══ Extracted material ══
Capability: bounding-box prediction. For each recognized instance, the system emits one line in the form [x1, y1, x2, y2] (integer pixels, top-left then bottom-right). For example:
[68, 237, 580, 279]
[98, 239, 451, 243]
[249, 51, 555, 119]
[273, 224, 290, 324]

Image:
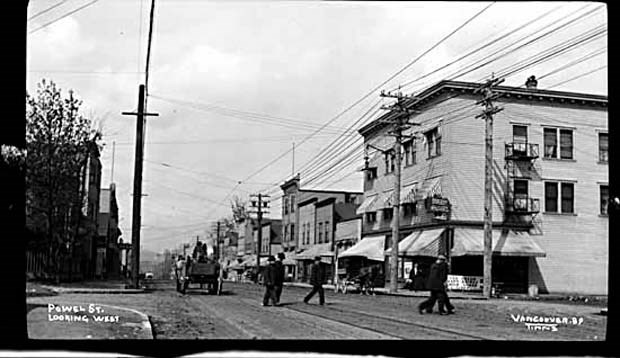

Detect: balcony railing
[506, 197, 540, 215]
[506, 142, 539, 160]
═══
Gather every line of the material above that contains the string "bounding", and list those lines.

Capability: bounding-box prediction. For each recognized instance, the system emits one line in the form [x1, y1, x2, y2] (integer pixels, top-left then bottom-right). For example:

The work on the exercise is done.